Your task is to print all of the data below exactly, with no pictures included.

> _Input data_:
* * *

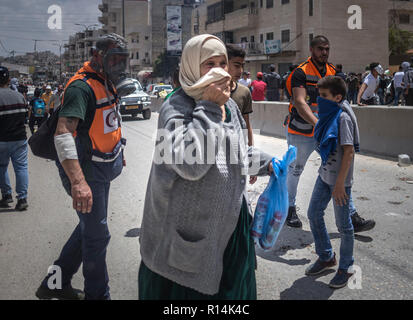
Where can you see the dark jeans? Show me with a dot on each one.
(35, 121)
(409, 99)
(273, 95)
(87, 245)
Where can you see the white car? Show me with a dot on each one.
(159, 88)
(137, 102)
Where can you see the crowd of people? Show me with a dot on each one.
(195, 239)
(375, 86)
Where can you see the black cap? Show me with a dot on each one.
(4, 75)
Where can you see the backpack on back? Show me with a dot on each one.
(39, 108)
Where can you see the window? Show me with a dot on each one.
(285, 36)
(215, 12)
(404, 18)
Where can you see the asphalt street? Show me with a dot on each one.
(31, 240)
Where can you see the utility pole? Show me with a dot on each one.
(123, 18)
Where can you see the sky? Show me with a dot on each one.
(24, 20)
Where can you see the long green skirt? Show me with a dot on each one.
(238, 278)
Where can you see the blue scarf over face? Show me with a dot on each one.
(326, 129)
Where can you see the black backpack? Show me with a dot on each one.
(42, 141)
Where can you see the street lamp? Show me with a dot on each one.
(86, 26)
(60, 44)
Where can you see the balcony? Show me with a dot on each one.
(103, 7)
(236, 20)
(103, 19)
(252, 48)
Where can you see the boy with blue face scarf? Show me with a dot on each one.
(338, 139)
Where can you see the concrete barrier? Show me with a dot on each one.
(384, 131)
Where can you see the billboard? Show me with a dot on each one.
(272, 46)
(174, 29)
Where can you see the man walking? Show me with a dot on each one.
(397, 83)
(87, 164)
(13, 143)
(55, 100)
(273, 81)
(302, 119)
(408, 83)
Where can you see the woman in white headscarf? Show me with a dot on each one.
(195, 238)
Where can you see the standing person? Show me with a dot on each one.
(37, 111)
(240, 93)
(284, 81)
(47, 95)
(88, 164)
(55, 100)
(408, 83)
(340, 73)
(259, 88)
(353, 84)
(13, 143)
(337, 124)
(273, 81)
(368, 92)
(195, 239)
(397, 83)
(245, 81)
(303, 117)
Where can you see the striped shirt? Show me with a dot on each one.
(13, 110)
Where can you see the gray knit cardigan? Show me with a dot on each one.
(191, 210)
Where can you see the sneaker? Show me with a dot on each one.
(67, 293)
(320, 266)
(360, 224)
(6, 199)
(340, 279)
(21, 205)
(292, 218)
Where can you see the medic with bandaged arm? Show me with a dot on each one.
(89, 145)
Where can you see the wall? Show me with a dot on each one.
(384, 131)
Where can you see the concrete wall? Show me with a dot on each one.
(384, 131)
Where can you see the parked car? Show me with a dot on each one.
(159, 88)
(137, 102)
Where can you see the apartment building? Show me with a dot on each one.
(77, 50)
(279, 31)
(136, 29)
(159, 24)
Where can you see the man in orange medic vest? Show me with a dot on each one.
(89, 145)
(302, 87)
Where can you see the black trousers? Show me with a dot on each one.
(35, 120)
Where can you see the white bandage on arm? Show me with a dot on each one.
(65, 147)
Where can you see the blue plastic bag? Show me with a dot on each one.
(272, 205)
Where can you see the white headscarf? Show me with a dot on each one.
(196, 51)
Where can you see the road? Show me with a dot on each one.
(31, 240)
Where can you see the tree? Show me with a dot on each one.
(399, 40)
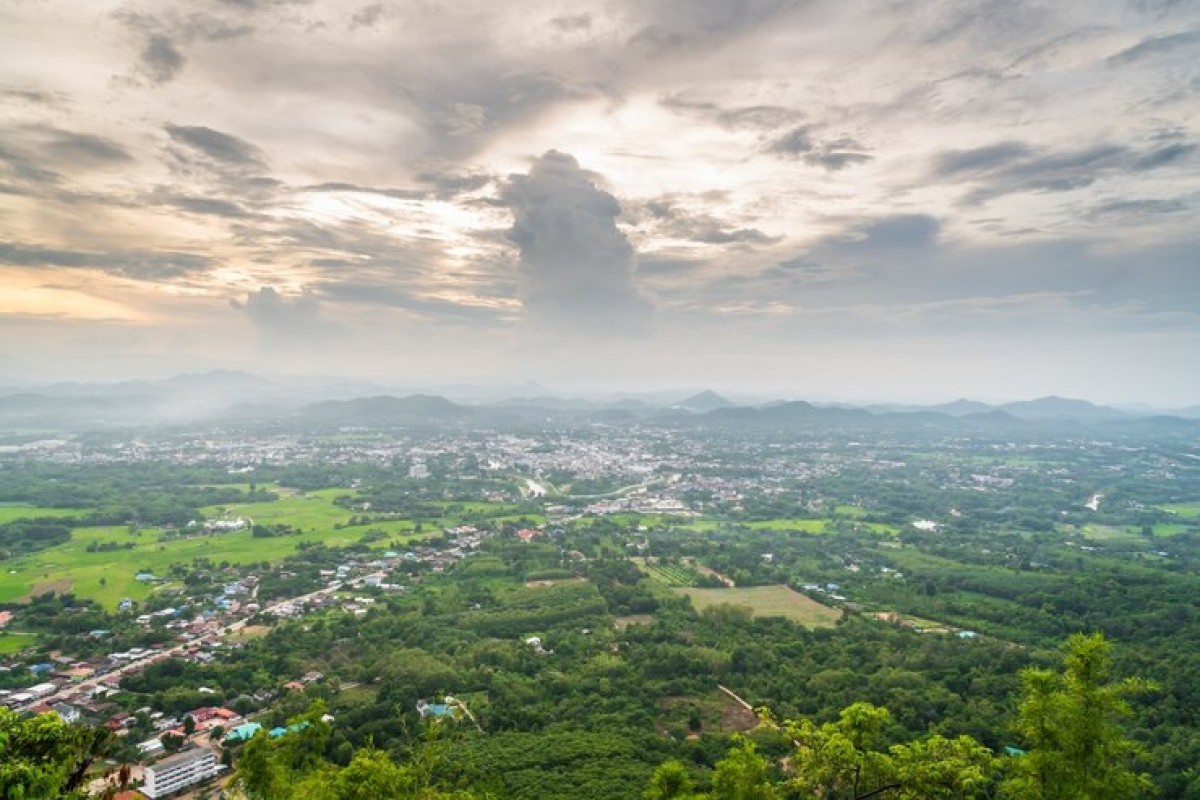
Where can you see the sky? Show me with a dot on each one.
(892, 199)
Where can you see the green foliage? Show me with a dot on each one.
(295, 767)
(1072, 723)
(670, 782)
(45, 757)
(742, 775)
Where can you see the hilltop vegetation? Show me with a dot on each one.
(589, 637)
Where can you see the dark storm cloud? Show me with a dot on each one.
(829, 154)
(1155, 46)
(142, 265)
(576, 268)
(220, 146)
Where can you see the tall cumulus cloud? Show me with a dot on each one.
(576, 268)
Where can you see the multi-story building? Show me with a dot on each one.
(179, 771)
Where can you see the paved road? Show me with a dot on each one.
(142, 663)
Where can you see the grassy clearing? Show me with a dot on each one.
(805, 525)
(1183, 510)
(109, 576)
(850, 511)
(667, 575)
(768, 601)
(1110, 534)
(1168, 529)
(11, 643)
(11, 511)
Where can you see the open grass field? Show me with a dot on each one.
(1174, 529)
(11, 643)
(768, 601)
(10, 511)
(849, 513)
(109, 576)
(1110, 534)
(1185, 510)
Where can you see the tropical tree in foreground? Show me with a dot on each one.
(42, 756)
(1072, 723)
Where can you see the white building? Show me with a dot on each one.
(179, 771)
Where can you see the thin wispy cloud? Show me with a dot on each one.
(678, 182)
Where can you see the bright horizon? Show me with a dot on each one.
(858, 202)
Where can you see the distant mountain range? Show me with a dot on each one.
(238, 397)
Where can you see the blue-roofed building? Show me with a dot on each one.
(243, 732)
(436, 710)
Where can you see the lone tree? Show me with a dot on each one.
(1072, 725)
(45, 757)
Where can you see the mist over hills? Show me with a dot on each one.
(238, 397)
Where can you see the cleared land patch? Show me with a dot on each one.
(11, 643)
(1185, 510)
(108, 575)
(669, 575)
(767, 601)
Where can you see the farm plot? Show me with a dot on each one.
(767, 601)
(669, 575)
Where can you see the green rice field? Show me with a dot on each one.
(109, 576)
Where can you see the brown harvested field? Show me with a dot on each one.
(551, 582)
(767, 601)
(251, 632)
(47, 587)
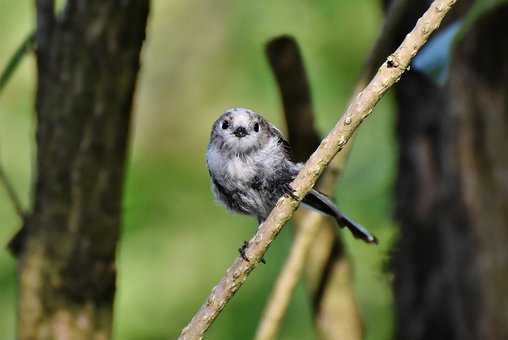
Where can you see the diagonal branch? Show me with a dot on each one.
(317, 247)
(327, 270)
(360, 108)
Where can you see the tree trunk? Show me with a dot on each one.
(451, 263)
(328, 273)
(87, 66)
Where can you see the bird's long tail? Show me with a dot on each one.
(322, 203)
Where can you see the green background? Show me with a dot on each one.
(200, 58)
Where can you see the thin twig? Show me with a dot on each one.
(333, 320)
(23, 49)
(298, 259)
(361, 107)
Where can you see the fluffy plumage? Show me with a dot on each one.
(250, 169)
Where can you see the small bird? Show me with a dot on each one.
(250, 169)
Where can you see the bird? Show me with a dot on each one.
(250, 168)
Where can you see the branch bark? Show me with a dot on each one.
(388, 74)
(317, 247)
(87, 66)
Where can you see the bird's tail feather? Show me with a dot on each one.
(322, 203)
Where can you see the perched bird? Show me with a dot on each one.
(250, 169)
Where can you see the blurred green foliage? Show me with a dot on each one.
(200, 58)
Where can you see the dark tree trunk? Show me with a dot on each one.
(479, 98)
(87, 65)
(451, 261)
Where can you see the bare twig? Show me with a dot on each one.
(333, 320)
(388, 74)
(25, 47)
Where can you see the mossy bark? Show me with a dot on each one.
(88, 59)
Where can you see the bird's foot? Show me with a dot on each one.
(242, 249)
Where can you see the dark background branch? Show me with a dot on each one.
(87, 69)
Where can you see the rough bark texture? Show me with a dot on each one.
(317, 249)
(87, 63)
(359, 109)
(451, 263)
(479, 92)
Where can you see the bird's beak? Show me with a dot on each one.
(240, 132)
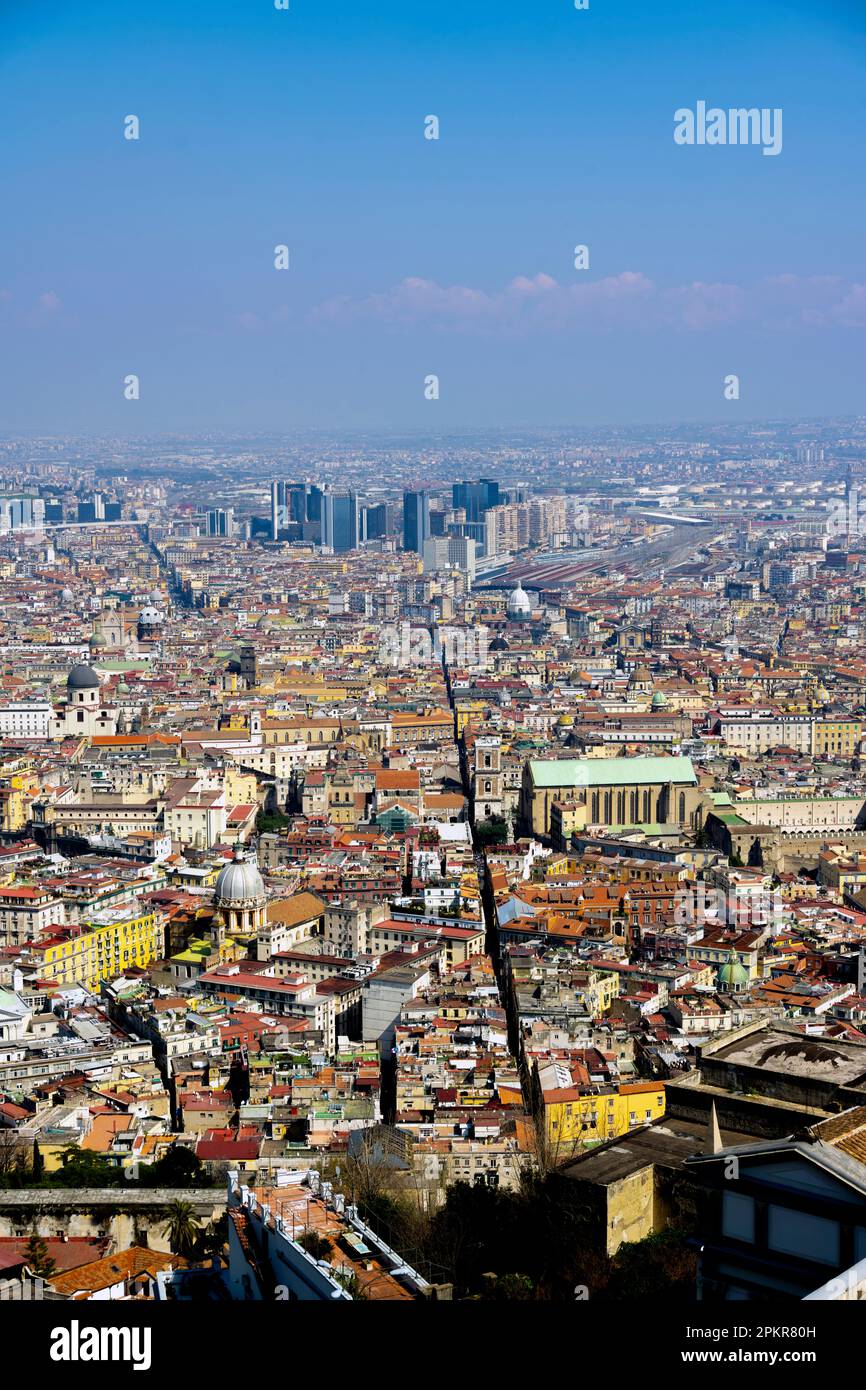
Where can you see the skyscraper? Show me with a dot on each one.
(416, 520)
(339, 520)
(476, 498)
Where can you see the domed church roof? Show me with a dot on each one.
(82, 679)
(239, 883)
(519, 602)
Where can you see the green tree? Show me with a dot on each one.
(178, 1168)
(182, 1228)
(82, 1168)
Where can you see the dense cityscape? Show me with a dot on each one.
(434, 869)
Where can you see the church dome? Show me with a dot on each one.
(239, 884)
(82, 679)
(733, 975)
(519, 602)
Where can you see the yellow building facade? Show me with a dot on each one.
(102, 951)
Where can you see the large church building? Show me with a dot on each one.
(82, 713)
(609, 791)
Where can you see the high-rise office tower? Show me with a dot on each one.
(221, 521)
(476, 498)
(416, 520)
(374, 521)
(339, 520)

* * *

> _Solution for this task_:
Where can you see the dark jeans? Show me with a dot on each one.
(35, 121)
(409, 99)
(273, 95)
(87, 245)
Where can you see the white car? Show me with a dot on each one.
(159, 88)
(137, 102)
Where can you see the crowd of people? Show me with a dot on each one.
(195, 239)
(375, 86)
Where can you see the black cap? Show me with a dot on each one.
(4, 75)
Where can you see the backpack on back? Show me with a dot on each one.
(39, 108)
Where can you see the window? Show me with a dot on each one.
(285, 36)
(215, 12)
(404, 18)
Where can you see the asphalt street? Show me with a dot on each one.
(31, 240)
Where can you see the utility pole? Show me with a dot on each one.
(123, 18)
Where can you see the sky? Show me with a dot on each one.
(24, 20)
Where can you see the long green skirt? Show me with a dot on each one.
(238, 278)
Where can you see the blue scarf over face? Show me with a dot on each one.
(326, 129)
Where can you see the black backpack? Show me with a dot on each one.
(42, 141)
Where can you see the street lamp? Show me with a dot on each one.
(86, 26)
(60, 44)
Where can you see the balcony? Show me with a dot on each one.
(103, 7)
(236, 20)
(103, 19)
(252, 48)
Where can you see the boy with blue face scarf? Show me with a dot on each one.
(338, 139)
Where can you see the concrete barrier? Show me with a dot on each one.
(384, 131)
Where can you see the billboard? Show me with a dot on each one.
(272, 46)
(174, 29)
Where can you see the man walking? Show me with a dot on each one.
(397, 83)
(87, 164)
(13, 143)
(55, 100)
(273, 81)
(302, 119)
(408, 83)
Where can you see the woman in white headscarf? Show me with a dot on each one.
(195, 238)
Where can you see the standing person? Show me with a dot on each one.
(37, 111)
(240, 93)
(284, 81)
(47, 95)
(88, 164)
(55, 100)
(408, 83)
(340, 73)
(259, 88)
(353, 84)
(13, 143)
(337, 124)
(273, 81)
(368, 92)
(195, 239)
(397, 83)
(245, 81)
(303, 117)
Where can you see the striped shirt? Show me with a dot on each one.
(13, 110)
Where can you see the gray knit cardigan? Show me with a dot on each one.
(191, 210)
Where can you see the sneaker? Show me with a dot on each one.
(67, 293)
(320, 266)
(360, 224)
(6, 199)
(340, 279)
(21, 205)
(292, 218)
Where can you see the medic with bandaged arm? Show me with a dot on each one.
(89, 145)
Where can you see the wall? Show me with a dot on each one.
(384, 131)
Where can you see the concrete wall? Show me with a dot on each one.
(384, 131)
Where can you see the parked car? Show me with a dot on each one.
(159, 88)
(137, 102)
Where can you see the apartment building? Show me with a dot on each one.
(77, 50)
(279, 31)
(136, 29)
(159, 24)
Where can you see the man in orange medic vest? Show me with a dot on each one.
(89, 145)
(302, 87)
Where can you see the black trousers? Show me with a dot on each one.
(35, 120)
Where can you see the white bandage on arm? Show me with a dot on each one.
(65, 147)
Where can you see the blue plastic bag? Show me with a dot on each one.
(272, 205)
Where can you see the white headscarf? Show me with a dot on each one.
(196, 51)
Where can you see the road? Show me with a dot on each one.
(31, 240)
Where can you see the tree? Show me with a dot on each one.
(399, 40)
Where can you see the sky? Show me with a dot on each one.
(892, 199)
Where can you see the green foliage? Show me with a dot on each one.
(295, 767)
(1072, 723)
(670, 782)
(45, 757)
(742, 775)
Where can you see the hilltop vegetation? Show me with a dot on each one.
(589, 637)
Where can you see the dark storm cloud? Show me with a dot on each one.
(829, 154)
(1155, 46)
(142, 265)
(576, 268)
(220, 146)
Where can you see the tall cumulus cloud? Show me with a dot on each one.
(576, 268)
Where can you see the multi-story building? Show me with a dot on each one.
(179, 771)
Where can you see the paved road? Show me with a dot on each one.
(142, 663)
Where can you see the grassy clearing? Show me with a dot on each one.
(805, 525)
(1183, 510)
(109, 576)
(850, 511)
(667, 575)
(768, 601)
(1110, 534)
(1168, 529)
(11, 643)
(11, 511)
Where can you see the open grass field? Show me with a dot on each one.
(1174, 529)
(11, 643)
(768, 601)
(10, 511)
(849, 513)
(109, 576)
(1110, 534)
(1185, 510)
Where can you see the tropical tree in foreground? Show me with a dot on each one.
(42, 756)
(1072, 723)
Where can you see the white building? Show me with a dot on each one.
(179, 771)
Where can you see the thin wispy cloud? Show me with a dot on each one.
(678, 182)
Where can you see the bright horizon? Show me with a dot on each one.
(858, 202)
Where can you see the distant mountain range? Show me with a dot on each one.
(238, 397)
Where can you see the blue-roofed building? Show me with a dot on each one.
(243, 732)
(436, 710)
Where can you see the lone tree? Show me with a dot on each one.
(1072, 725)
(45, 757)
Where can you see the mist over hills? Show me with a dot on each one.
(238, 397)
Where can you see the cleared land patch? Show me with a dot on each one.
(11, 643)
(1185, 510)
(108, 575)
(669, 575)
(767, 601)
Where can you see the farm plot? Show me with a dot on each one.
(767, 601)
(669, 575)
Where can you see the green rice field? Show me with a dot on each one.
(109, 576)
Where can you see the brown harvested field? Show me with a dot on each one.
(551, 582)
(767, 601)
(251, 632)
(47, 587)
Where can you see the diagonal branch? Show me with a dot on each one.
(317, 247)
(327, 270)
(360, 108)
Where can you see the tree trunk? Show me with a dot on each one.
(451, 263)
(328, 273)
(87, 66)
Where can you see the bird's long tail? Show me with a dot on each one.
(322, 203)
Where can you see the green background? Show me with a dot on each one.
(200, 58)
Where can you see the thin twig? Show me with a dot on each one.
(333, 320)
(23, 49)
(298, 259)
(361, 107)
Where can you see the fluffy plumage? Show me with a dot on each one.
(250, 169)
Where can you see the small bird? Show me with a dot on each one.
(250, 169)
Where can you see the bird? Show me with a dot on each one.
(250, 168)
Where can you see the branch bark? Show me with a dot on each one.
(388, 74)
(317, 247)
(87, 66)
Where can you see the bird's tail feather? Show me with a dot on each one.
(322, 203)
Where can you see the perched bird? Show me with a dot on each one.
(250, 169)
Where can you see the blurred green foliage? Show me with a dot on each one.
(200, 58)
Where can you see the dark tree trunk? Show me with a dot on each one.
(479, 98)
(87, 65)
(451, 261)
Where can you see the bare twig? Show me with a dot on each one.
(333, 320)
(388, 74)
(25, 47)
Where can you see the mossy bark? Show me with a dot on each one.
(88, 59)
Where can you see the bird's foot? Show me with a dot on each one.
(242, 249)
Where can you see the dark background branch? Show me with a dot on each one.
(87, 69)
Where can you see the rough bark texture? Show me with a dot on each one.
(317, 249)
(87, 63)
(359, 109)
(451, 263)
(479, 92)
Where can you see the bird's beak? Show me with a dot on each one.
(240, 132)
Where can you see the skyscraper? Show me with a dot on each one.
(416, 520)
(339, 520)
(476, 498)
Where can you see the domed church roof? Show me with a dot on each one.
(82, 679)
(239, 883)
(519, 602)
Where can you see the green tree? Show me with a dot on each one.
(178, 1168)
(182, 1228)
(82, 1168)
Where can you see the dense cityscape? Show me with a dot on each one.
(434, 869)
Where can you see the church dome? Show me with a dot on each one.
(239, 884)
(82, 679)
(733, 975)
(519, 602)
Where can you see the yellow building facade? Show me with a dot on each one.
(102, 951)
Where can you see the large church building? Show me with a dot on each one.
(82, 713)
(609, 791)
Where can you see the high-rise office tower? Show me with a dot on each one.
(221, 521)
(476, 498)
(416, 520)
(374, 521)
(339, 520)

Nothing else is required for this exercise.